*** Given data ***

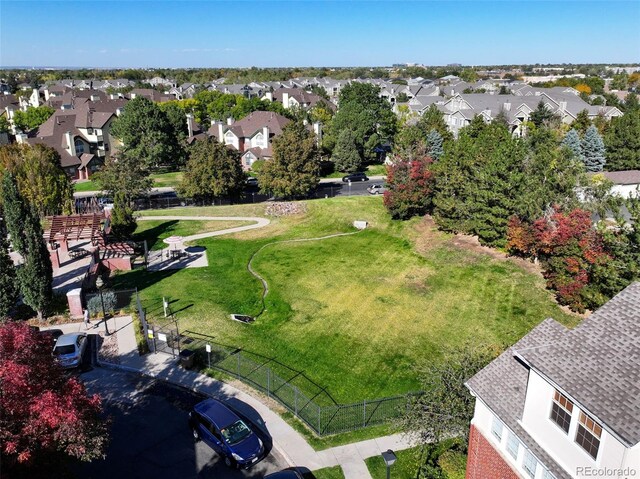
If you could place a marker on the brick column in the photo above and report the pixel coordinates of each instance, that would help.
(484, 462)
(74, 298)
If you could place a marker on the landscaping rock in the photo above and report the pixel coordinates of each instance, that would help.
(285, 208)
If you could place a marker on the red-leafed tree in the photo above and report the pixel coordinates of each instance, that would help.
(410, 184)
(43, 411)
(569, 248)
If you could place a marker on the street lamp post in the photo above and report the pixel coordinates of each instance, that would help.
(389, 458)
(100, 285)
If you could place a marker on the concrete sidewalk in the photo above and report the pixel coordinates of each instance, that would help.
(286, 440)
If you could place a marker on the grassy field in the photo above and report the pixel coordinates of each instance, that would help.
(159, 180)
(452, 463)
(354, 313)
(154, 231)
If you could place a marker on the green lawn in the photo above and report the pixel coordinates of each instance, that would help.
(354, 313)
(334, 472)
(159, 180)
(452, 462)
(154, 231)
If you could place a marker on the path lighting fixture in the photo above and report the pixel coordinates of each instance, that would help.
(99, 286)
(389, 458)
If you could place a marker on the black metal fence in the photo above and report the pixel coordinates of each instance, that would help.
(306, 400)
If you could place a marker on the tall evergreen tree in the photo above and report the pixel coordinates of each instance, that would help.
(8, 280)
(582, 122)
(434, 144)
(573, 142)
(623, 140)
(593, 151)
(15, 210)
(345, 154)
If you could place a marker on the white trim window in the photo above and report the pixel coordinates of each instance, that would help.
(561, 410)
(513, 445)
(588, 435)
(530, 464)
(496, 428)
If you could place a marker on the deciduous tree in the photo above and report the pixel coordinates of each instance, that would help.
(294, 170)
(593, 152)
(410, 184)
(43, 411)
(345, 154)
(40, 178)
(213, 171)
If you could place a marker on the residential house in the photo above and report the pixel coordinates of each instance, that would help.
(252, 136)
(80, 133)
(562, 403)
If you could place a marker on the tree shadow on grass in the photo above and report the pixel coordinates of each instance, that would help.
(152, 235)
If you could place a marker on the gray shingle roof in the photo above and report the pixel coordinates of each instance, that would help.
(598, 364)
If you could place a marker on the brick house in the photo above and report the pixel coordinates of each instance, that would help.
(562, 403)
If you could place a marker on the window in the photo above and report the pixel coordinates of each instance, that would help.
(79, 147)
(588, 435)
(496, 428)
(530, 464)
(561, 410)
(513, 444)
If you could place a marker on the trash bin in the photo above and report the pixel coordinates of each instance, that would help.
(186, 358)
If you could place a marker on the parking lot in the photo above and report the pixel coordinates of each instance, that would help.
(150, 436)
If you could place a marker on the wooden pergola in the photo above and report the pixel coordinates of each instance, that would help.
(62, 228)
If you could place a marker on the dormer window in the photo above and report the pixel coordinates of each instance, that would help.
(561, 410)
(588, 435)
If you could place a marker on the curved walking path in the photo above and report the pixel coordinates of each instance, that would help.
(265, 285)
(259, 222)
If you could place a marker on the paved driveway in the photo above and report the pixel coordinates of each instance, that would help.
(149, 433)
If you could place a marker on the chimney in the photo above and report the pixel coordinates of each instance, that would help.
(190, 124)
(71, 147)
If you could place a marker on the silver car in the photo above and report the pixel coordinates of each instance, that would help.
(69, 349)
(377, 189)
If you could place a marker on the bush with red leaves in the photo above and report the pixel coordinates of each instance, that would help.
(42, 409)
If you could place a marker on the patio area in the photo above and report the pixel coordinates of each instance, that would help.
(177, 258)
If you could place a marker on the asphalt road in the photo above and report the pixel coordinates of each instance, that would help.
(150, 437)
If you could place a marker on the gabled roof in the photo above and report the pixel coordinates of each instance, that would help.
(598, 364)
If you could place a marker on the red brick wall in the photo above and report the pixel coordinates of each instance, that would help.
(484, 462)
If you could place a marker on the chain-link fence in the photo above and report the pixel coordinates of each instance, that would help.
(305, 399)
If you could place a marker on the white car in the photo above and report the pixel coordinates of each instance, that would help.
(69, 349)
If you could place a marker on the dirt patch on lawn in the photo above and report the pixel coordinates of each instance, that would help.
(429, 237)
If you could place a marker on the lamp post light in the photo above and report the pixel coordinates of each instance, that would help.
(100, 285)
(389, 459)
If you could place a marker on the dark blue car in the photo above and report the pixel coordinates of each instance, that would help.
(227, 434)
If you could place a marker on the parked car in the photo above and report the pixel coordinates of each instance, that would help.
(359, 176)
(377, 189)
(222, 430)
(51, 334)
(69, 349)
(286, 474)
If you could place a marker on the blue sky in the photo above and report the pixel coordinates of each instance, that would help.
(316, 33)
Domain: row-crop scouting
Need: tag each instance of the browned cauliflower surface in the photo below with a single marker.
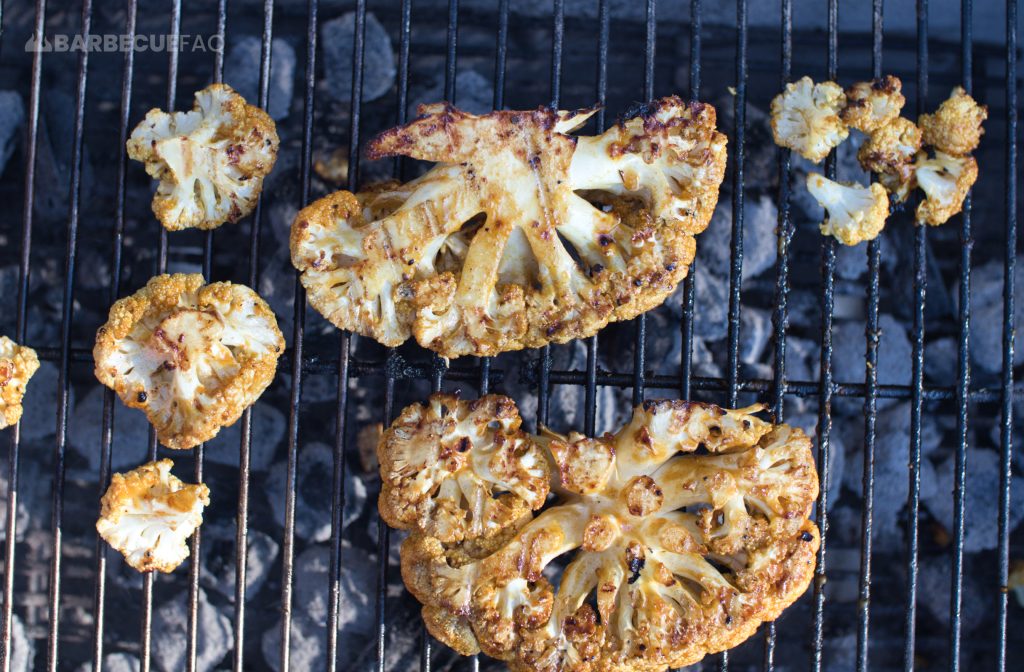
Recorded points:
(674, 552)
(870, 106)
(192, 355)
(955, 127)
(17, 364)
(148, 513)
(521, 235)
(210, 162)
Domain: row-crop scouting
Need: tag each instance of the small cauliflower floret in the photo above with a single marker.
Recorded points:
(806, 118)
(147, 514)
(17, 364)
(955, 127)
(443, 464)
(945, 179)
(210, 162)
(673, 552)
(521, 235)
(855, 213)
(869, 106)
(192, 357)
(891, 149)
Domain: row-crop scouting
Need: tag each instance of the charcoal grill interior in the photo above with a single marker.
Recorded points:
(906, 379)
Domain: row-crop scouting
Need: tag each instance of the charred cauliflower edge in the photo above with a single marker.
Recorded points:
(210, 162)
(17, 365)
(521, 235)
(147, 514)
(193, 357)
(686, 551)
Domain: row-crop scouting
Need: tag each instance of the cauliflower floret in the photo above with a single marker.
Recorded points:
(855, 213)
(147, 514)
(955, 126)
(210, 162)
(192, 357)
(443, 464)
(17, 364)
(870, 106)
(684, 552)
(806, 118)
(945, 179)
(521, 235)
(891, 149)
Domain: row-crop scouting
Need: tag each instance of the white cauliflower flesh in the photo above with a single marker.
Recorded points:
(192, 357)
(806, 118)
(148, 513)
(674, 552)
(869, 106)
(855, 213)
(17, 364)
(521, 235)
(945, 179)
(955, 127)
(210, 162)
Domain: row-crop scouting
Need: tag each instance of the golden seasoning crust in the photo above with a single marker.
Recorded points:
(210, 162)
(147, 514)
(192, 357)
(669, 585)
(17, 365)
(870, 106)
(521, 235)
(955, 128)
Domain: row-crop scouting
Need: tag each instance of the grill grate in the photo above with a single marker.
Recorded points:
(394, 367)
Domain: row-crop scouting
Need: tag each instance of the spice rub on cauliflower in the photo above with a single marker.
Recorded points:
(192, 355)
(674, 552)
(148, 513)
(17, 364)
(521, 235)
(210, 162)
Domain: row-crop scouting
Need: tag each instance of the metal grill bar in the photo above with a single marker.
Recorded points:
(870, 400)
(23, 299)
(1009, 307)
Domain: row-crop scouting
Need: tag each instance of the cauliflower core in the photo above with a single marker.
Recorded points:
(521, 235)
(17, 364)
(192, 357)
(210, 162)
(678, 553)
(955, 126)
(869, 106)
(147, 514)
(855, 213)
(945, 179)
(806, 118)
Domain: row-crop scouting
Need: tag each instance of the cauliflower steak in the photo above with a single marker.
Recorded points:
(210, 162)
(148, 513)
(192, 355)
(17, 364)
(521, 235)
(689, 529)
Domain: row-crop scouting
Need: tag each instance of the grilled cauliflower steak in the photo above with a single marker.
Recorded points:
(17, 364)
(869, 106)
(945, 180)
(210, 162)
(192, 355)
(806, 118)
(148, 513)
(955, 127)
(678, 553)
(855, 213)
(521, 235)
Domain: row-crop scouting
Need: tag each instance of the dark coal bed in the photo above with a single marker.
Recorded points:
(379, 381)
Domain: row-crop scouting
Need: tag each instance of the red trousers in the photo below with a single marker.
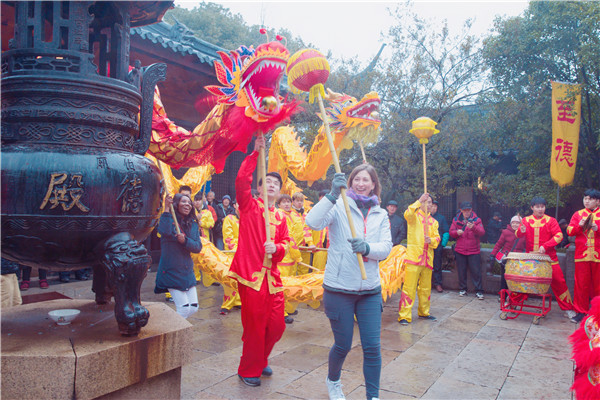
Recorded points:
(587, 284)
(263, 322)
(560, 289)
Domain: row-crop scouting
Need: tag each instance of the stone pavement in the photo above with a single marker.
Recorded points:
(469, 353)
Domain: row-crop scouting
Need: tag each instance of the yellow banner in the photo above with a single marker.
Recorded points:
(566, 119)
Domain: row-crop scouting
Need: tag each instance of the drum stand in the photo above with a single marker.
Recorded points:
(513, 303)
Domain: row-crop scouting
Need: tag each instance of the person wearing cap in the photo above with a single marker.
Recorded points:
(443, 230)
(494, 227)
(396, 223)
(507, 243)
(468, 230)
(423, 238)
(584, 226)
(223, 209)
(542, 234)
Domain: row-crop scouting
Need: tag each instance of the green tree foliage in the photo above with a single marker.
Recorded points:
(436, 74)
(557, 41)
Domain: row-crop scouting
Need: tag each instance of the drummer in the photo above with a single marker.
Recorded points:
(542, 234)
(584, 226)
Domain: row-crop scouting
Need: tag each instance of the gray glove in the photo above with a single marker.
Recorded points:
(339, 182)
(359, 246)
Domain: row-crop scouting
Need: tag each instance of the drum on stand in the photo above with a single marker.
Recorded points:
(528, 273)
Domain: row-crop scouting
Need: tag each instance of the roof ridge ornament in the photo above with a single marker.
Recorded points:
(180, 32)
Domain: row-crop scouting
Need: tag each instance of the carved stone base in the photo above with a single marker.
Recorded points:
(88, 358)
(124, 265)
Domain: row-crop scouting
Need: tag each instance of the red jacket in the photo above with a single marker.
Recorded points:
(587, 245)
(467, 243)
(247, 265)
(541, 232)
(506, 242)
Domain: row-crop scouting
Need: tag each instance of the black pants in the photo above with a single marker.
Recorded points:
(473, 263)
(437, 265)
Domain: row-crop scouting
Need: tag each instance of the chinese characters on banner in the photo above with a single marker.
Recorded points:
(566, 119)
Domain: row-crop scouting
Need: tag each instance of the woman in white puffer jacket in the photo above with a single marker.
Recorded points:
(346, 294)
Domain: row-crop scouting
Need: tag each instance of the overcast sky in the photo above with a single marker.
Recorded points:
(351, 29)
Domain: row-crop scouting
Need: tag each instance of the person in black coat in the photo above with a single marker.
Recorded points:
(494, 228)
(443, 230)
(396, 223)
(176, 269)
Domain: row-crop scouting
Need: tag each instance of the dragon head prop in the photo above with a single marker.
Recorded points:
(251, 79)
(360, 118)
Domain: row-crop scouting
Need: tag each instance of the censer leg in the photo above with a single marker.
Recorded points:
(100, 285)
(126, 263)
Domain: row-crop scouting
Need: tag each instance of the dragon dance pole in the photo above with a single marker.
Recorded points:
(307, 70)
(424, 128)
(262, 173)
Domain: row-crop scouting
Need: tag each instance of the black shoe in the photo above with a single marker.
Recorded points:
(250, 381)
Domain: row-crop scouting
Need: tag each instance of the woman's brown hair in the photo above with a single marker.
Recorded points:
(372, 173)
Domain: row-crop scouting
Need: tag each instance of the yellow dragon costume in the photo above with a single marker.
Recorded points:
(206, 149)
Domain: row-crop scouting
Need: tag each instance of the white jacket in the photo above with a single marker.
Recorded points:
(342, 270)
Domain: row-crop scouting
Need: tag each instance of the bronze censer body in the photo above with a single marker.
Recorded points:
(77, 190)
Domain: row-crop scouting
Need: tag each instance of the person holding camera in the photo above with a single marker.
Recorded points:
(468, 230)
(507, 243)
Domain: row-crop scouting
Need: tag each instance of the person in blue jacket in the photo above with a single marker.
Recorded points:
(175, 268)
(346, 294)
(443, 229)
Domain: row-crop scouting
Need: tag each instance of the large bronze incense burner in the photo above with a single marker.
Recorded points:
(77, 190)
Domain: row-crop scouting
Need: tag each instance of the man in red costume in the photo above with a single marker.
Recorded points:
(542, 234)
(584, 226)
(259, 282)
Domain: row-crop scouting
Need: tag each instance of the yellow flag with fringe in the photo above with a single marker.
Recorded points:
(566, 120)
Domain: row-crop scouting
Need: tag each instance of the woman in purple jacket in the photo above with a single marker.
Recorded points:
(467, 229)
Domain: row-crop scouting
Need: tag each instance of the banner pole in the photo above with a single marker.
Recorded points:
(557, 200)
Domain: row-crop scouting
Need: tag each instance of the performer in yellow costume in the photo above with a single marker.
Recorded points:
(422, 237)
(231, 230)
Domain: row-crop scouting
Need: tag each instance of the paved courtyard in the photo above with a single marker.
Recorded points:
(469, 353)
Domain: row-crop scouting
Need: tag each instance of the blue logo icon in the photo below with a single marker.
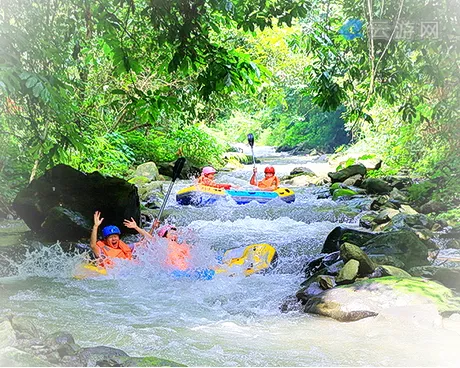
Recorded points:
(351, 29)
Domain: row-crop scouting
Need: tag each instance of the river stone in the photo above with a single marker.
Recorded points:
(148, 170)
(404, 245)
(12, 357)
(367, 219)
(408, 210)
(376, 186)
(343, 193)
(302, 170)
(382, 259)
(354, 180)
(326, 282)
(370, 297)
(450, 277)
(80, 193)
(397, 195)
(350, 251)
(339, 235)
(7, 334)
(92, 356)
(189, 171)
(349, 171)
(24, 328)
(348, 273)
(386, 215)
(433, 206)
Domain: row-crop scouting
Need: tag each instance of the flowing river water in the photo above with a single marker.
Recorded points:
(227, 321)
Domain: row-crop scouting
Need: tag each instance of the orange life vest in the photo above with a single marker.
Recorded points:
(267, 183)
(178, 256)
(106, 252)
(203, 180)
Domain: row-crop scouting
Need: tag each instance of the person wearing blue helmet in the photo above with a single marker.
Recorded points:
(112, 246)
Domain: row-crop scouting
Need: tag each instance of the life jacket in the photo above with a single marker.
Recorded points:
(106, 252)
(267, 183)
(178, 256)
(203, 180)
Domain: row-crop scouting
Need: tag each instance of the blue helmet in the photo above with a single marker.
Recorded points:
(110, 230)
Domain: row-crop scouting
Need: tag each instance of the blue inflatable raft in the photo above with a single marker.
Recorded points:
(200, 195)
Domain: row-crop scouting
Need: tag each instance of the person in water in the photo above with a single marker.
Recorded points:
(270, 182)
(207, 179)
(178, 254)
(112, 246)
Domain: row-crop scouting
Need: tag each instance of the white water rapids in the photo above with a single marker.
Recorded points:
(227, 321)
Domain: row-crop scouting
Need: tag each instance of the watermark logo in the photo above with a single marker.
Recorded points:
(405, 30)
(351, 29)
(385, 30)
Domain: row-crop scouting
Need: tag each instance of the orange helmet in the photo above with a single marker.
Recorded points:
(269, 170)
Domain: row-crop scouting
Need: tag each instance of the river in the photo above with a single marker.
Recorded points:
(227, 321)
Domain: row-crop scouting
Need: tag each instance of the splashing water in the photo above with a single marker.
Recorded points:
(226, 321)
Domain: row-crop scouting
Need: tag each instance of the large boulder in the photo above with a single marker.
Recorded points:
(376, 186)
(61, 203)
(340, 235)
(404, 245)
(371, 297)
(344, 174)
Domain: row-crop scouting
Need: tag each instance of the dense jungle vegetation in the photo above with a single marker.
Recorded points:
(108, 84)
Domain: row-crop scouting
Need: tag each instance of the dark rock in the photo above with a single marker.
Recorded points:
(433, 207)
(350, 251)
(403, 245)
(326, 282)
(341, 193)
(404, 221)
(376, 186)
(189, 170)
(449, 277)
(340, 235)
(348, 273)
(290, 304)
(80, 195)
(382, 259)
(354, 180)
(453, 243)
(378, 203)
(284, 148)
(349, 171)
(367, 218)
(64, 224)
(302, 170)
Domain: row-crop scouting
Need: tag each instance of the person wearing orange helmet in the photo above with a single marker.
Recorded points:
(207, 178)
(178, 254)
(269, 183)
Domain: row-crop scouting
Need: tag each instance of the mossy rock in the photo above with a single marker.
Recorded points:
(343, 193)
(139, 180)
(369, 297)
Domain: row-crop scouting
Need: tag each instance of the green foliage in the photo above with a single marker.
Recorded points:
(109, 154)
(191, 141)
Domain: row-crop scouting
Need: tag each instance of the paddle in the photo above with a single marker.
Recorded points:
(251, 143)
(178, 166)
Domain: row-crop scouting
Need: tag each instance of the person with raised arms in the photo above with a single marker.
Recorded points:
(270, 182)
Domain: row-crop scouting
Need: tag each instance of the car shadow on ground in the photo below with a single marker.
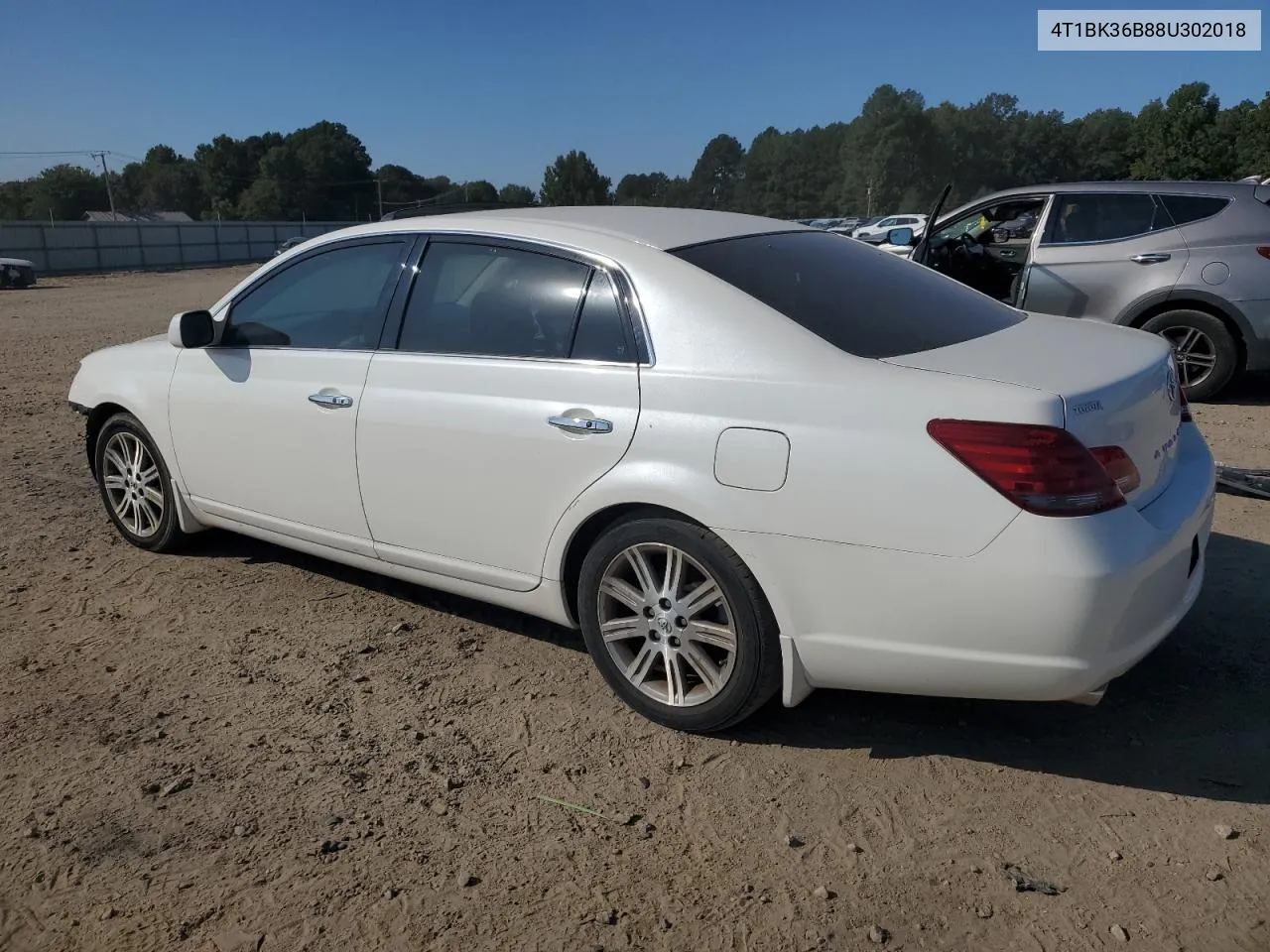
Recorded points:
(1192, 720)
(1250, 390)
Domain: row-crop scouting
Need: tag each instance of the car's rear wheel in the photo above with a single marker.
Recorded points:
(677, 625)
(136, 486)
(1207, 358)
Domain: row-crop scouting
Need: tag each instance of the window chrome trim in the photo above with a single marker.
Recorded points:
(627, 296)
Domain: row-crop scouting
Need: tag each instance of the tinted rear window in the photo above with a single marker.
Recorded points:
(1187, 208)
(869, 303)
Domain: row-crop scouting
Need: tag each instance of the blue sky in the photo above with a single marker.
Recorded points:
(497, 89)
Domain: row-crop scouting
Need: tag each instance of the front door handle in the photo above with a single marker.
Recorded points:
(580, 422)
(330, 400)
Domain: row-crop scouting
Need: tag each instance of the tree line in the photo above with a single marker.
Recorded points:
(896, 155)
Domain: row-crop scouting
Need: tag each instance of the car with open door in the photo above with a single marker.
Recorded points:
(1189, 261)
(725, 447)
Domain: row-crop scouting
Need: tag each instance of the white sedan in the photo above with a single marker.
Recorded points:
(746, 457)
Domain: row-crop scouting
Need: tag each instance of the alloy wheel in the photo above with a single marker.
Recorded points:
(667, 625)
(1196, 353)
(132, 484)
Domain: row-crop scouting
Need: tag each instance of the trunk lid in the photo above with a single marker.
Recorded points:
(1119, 386)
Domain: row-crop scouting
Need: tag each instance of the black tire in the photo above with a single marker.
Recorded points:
(756, 666)
(167, 536)
(1173, 325)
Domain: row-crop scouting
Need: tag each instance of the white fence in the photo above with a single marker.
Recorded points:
(77, 248)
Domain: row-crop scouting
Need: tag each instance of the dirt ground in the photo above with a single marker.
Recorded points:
(249, 749)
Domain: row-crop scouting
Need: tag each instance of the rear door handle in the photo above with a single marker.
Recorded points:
(330, 400)
(580, 422)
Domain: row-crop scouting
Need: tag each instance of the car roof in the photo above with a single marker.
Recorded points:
(1182, 188)
(662, 229)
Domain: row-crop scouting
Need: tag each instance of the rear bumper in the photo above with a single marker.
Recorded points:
(1051, 611)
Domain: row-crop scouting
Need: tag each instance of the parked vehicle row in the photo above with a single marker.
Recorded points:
(17, 273)
(1189, 261)
(729, 448)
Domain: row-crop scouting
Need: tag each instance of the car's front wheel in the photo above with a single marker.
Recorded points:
(677, 625)
(136, 486)
(1207, 358)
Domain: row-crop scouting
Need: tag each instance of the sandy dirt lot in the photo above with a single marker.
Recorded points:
(248, 749)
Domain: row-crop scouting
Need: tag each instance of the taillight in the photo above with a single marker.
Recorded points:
(1043, 470)
(1119, 467)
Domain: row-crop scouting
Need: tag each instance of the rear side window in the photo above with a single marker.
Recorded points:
(492, 301)
(1105, 216)
(1187, 208)
(601, 333)
(864, 302)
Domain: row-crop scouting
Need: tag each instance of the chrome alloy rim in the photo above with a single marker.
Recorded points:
(132, 484)
(1194, 352)
(667, 625)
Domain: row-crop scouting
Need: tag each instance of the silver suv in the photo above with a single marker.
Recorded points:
(1185, 259)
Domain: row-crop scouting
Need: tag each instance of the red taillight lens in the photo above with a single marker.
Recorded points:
(1043, 470)
(1119, 467)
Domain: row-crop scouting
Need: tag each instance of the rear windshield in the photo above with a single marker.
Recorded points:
(869, 303)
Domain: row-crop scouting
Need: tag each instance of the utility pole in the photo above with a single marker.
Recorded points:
(109, 191)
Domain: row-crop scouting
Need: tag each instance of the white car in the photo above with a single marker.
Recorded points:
(876, 232)
(746, 457)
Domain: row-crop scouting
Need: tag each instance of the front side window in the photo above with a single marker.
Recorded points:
(334, 299)
(1105, 216)
(988, 218)
(492, 301)
(864, 303)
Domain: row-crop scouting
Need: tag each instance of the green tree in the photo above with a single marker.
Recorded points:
(574, 179)
(64, 191)
(643, 188)
(719, 175)
(1179, 139)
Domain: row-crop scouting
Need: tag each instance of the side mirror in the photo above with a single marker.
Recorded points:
(191, 329)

***

Reproduce every line from the listing above that holds the word "logo".

Need: tag each instance of the blue logo icon in the photo below with a single marker.
Need: tag each instance of the watermark logo in the photo above with a single marker.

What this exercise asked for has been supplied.